**Supplied text**
Diagnose a new oven with familiar recipes

Everyone hears about how important it is "know" your oven. You are told to find out what the hot spots are and if the thermostat runs accurately. The real question is how to do this. We asked our experts for their suggestions. Chef Vivian Villagrana was adamant by saying, "Always rely on the same recipes so that you have a baseline or prior experience to work off of," like a tried and tested vanilla cake recipe or a trial batch of your favorite cookies. According to her, "both are great methods of testing an oven's characteristics ... A half sheet of vanilla cake is the most telling because it is light in color and will demonstrate browning at certain spots for you to look out for."

For chef Seth Tuma, every oven is definitely different and has its own quirks. For him, baking something familiar, like baguettes, allows him to see exactly how the airflow behaves, where hot spots occur, and how browning develops. Ultimately, diagnosing a new oven with familiar recipes helps build confidence. There's only so much an instruction booklet will tell you. This method lets you learn the oven's unique behavior through observation and experience.

Check early, rotate often, and trust your senses

We asked our experts what the most common mistakes are that they see home bakers make with convection ovens. Both agreed that when it comes to baking in a convection oven, timing and temperature are the biggest issues. Chef Seth Tuma explains further, "I think most people have problems with the temperature control and then over cooking, if following a recipe exactly maybe you don't realize their ovens [are] different." He emphasizes the importance of reducing the oven temperature slightly and checking your food earlier than the recipe indicates. This could be anywhere between five to 10 minutes ahead of schedule. Convection ovens tend to cook faster than expected, and pulling food out early helps prevent over-browning or drying.

Natural-language object grounding listing
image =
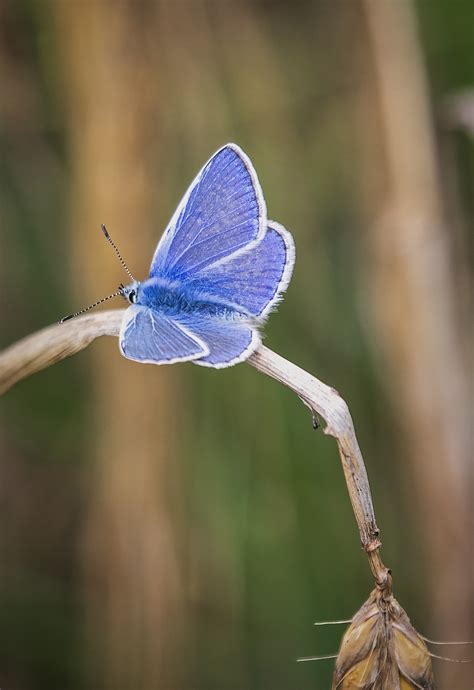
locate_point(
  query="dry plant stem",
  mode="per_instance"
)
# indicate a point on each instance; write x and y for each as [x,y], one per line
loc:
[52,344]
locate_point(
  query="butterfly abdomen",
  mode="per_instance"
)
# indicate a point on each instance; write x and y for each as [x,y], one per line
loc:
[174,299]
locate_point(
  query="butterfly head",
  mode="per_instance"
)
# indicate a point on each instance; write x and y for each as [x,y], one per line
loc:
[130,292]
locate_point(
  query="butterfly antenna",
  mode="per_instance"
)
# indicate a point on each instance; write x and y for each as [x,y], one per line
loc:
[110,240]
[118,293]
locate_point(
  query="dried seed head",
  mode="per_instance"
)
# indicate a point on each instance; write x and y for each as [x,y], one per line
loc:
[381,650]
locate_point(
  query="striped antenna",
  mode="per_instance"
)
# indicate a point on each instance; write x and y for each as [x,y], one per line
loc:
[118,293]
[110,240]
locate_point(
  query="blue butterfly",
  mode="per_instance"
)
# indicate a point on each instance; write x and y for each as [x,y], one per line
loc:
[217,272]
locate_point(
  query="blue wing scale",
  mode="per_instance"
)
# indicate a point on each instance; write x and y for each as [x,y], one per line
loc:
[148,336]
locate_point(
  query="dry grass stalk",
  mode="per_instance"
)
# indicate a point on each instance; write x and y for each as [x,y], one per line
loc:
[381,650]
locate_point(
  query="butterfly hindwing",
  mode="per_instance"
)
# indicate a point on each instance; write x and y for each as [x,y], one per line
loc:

**What the task requires**
Return the full text on getting to know a new oven word for word, from its first line to its last.

**Your solution**
Diagnose a new oven with familiar recipes

Everyone hears about how important it is "know" your oven. You are told to find out what the hot spots are and if the thermostat runs accurately. The real question is how to do this. We asked our experts for their suggestions. Chef Vivian Villagrana was adamant by saying, "Always rely on the same recipes so that you have a baseline or prior experience to work off of," like a tried and tested vanilla cake recipe or a trial batch of your favorite cookies. According to her, "both are great methods of testing an oven's characteristics ... A half sheet of vanilla cake is the most telling because it is light in color and will demonstrate browning at certain spots for you to look out for."

For chef Seth Tuma, every oven is definitely different and has its own quirks. For him, baking something familiar, like baguettes, allows him to see exactly how the airflow behaves, where hot spots occur, and how browning develops. Ultimately, diagnosing a new oven with familiar recipes helps build confidence. There's only so much an instruction booklet will tell you. This method lets you learn the oven's unique behavior through observation and experience.

Check early, rotate often, and trust your senses

We asked our experts what the most common mistakes are that they see home bakers make with convection ovens. Both agreed that when it comes to baking in a convection oven, timing and temperature are the biggest issues. Chef Seth Tuma explains further, "I think most people have problems with the temperature control and then over cooking, if following a recipe exactly maybe you don't realize their ovens [are] different." He emphasizes the importance of reducing the oven temperature slightly and checking your food earlier than the recipe indicates. This could be anywhere between five to 10 minutes ahead of schedule. Convection ovens tend to cook faster than expected, and pulling food out early helps prevent over-browning or drying.